>> start Listed records
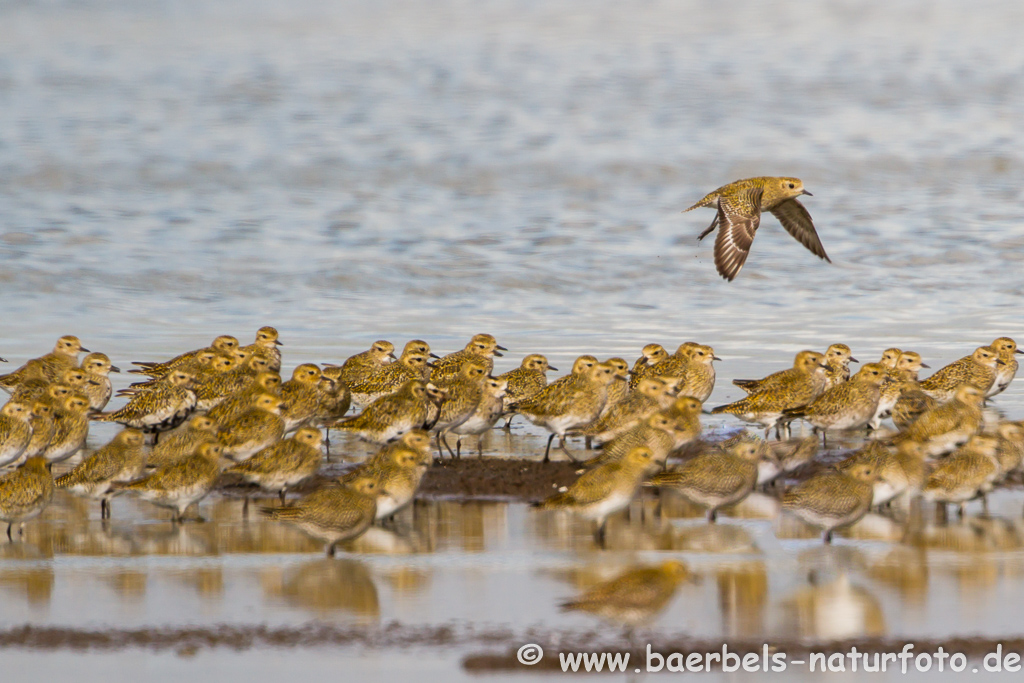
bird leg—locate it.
[558,436,580,463]
[544,432,557,463]
[437,432,456,458]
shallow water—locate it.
[0,0,1024,678]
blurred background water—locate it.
[0,0,1024,676]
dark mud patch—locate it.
[219,457,581,503]
[417,458,580,502]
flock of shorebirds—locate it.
[0,327,1024,555]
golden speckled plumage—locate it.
[0,335,89,392]
[784,362,887,429]
[651,440,761,522]
[226,427,324,503]
[686,176,831,281]
[921,346,1000,401]
[894,384,984,458]
[782,464,878,543]
[348,349,430,408]
[331,380,428,443]
[430,334,508,384]
[539,446,653,533]
[54,429,145,518]
[114,442,223,521]
[332,339,394,386]
[242,326,282,373]
[0,456,53,539]
[42,393,89,463]
[146,415,218,468]
[0,400,32,467]
[217,393,285,462]
[92,370,196,432]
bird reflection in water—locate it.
[261,558,381,624]
[779,571,886,641]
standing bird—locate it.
[0,400,32,467]
[260,477,379,557]
[630,344,669,389]
[92,370,196,434]
[226,427,324,514]
[536,446,653,544]
[0,335,89,393]
[114,441,223,522]
[686,176,831,282]
[145,415,217,468]
[985,337,1024,398]
[782,463,879,544]
[329,380,429,443]
[217,393,285,463]
[42,393,89,464]
[0,457,53,541]
[651,440,760,523]
[242,326,282,373]
[281,362,321,433]
[430,334,508,384]
[330,339,395,386]
[495,353,558,429]
[54,429,145,519]
[921,346,1006,402]
[80,353,121,413]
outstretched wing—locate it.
[771,200,831,263]
[715,187,764,282]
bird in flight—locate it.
[684,176,831,282]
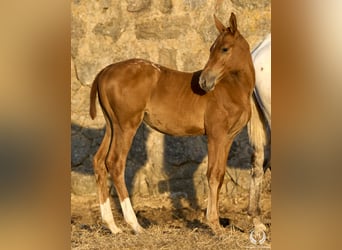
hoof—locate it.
[133,225,146,234]
[109,227,122,234]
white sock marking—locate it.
[120,198,143,233]
[100,198,122,234]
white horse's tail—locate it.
[247,91,267,217]
[247,90,267,151]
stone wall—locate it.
[71,0,271,207]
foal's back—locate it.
[99,59,210,135]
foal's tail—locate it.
[89,72,101,120]
[247,91,267,150]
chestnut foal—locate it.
[90,13,255,234]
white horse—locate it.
[248,34,271,239]
[252,34,271,127]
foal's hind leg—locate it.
[248,145,266,239]
[248,146,264,216]
[93,123,122,234]
[106,117,143,233]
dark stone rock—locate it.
[159,48,177,69]
[71,16,85,58]
[158,0,173,14]
[71,134,90,166]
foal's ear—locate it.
[214,14,227,33]
[229,12,237,35]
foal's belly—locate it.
[144,111,205,136]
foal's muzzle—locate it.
[199,72,216,92]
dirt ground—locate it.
[71,170,271,249]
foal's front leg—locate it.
[206,136,232,231]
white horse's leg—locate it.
[120,197,144,233]
[100,198,122,234]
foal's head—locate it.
[199,13,252,91]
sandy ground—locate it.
[71,170,271,249]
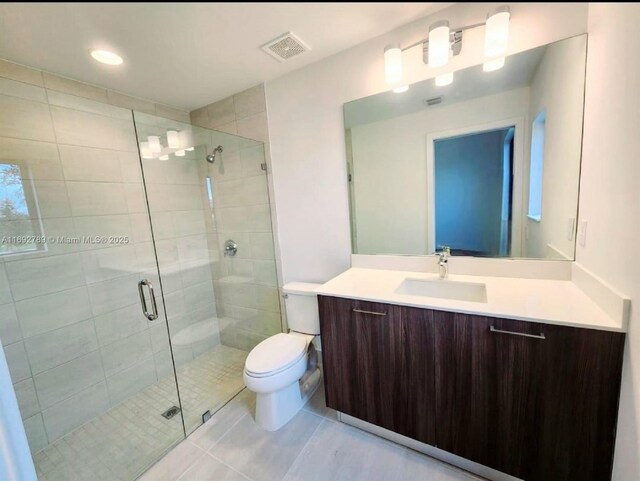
>> end Listed records
— Work to be completed —
Return, unchanged, every line starting with the one containing "foal's hind leg—locate it." and continuing through the end of the lines, both ends included. Omit the pictures from your answer.

— Complete response —
foal's hind leg—locate it.
[248,145,266,239]
[248,146,264,216]
[93,123,122,234]
[106,117,143,233]
dark stone rock—locate it.
[159,48,177,69]
[71,16,85,58]
[158,0,173,14]
[71,134,90,166]
foal's ear—locate it.
[214,14,227,33]
[229,12,237,35]
foal's belly—locate it.
[144,111,205,136]
foal's muzzle—locate it.
[199,72,216,92]
dirt ground—locate it.
[71,170,271,249]
foal's front leg—locate it.
[206,136,232,231]
white horse's leg—locate it.
[120,197,144,233]
[100,198,122,234]
foal's head—locate it.
[199,13,252,91]
sandy ground—locate it.
[71,170,271,249]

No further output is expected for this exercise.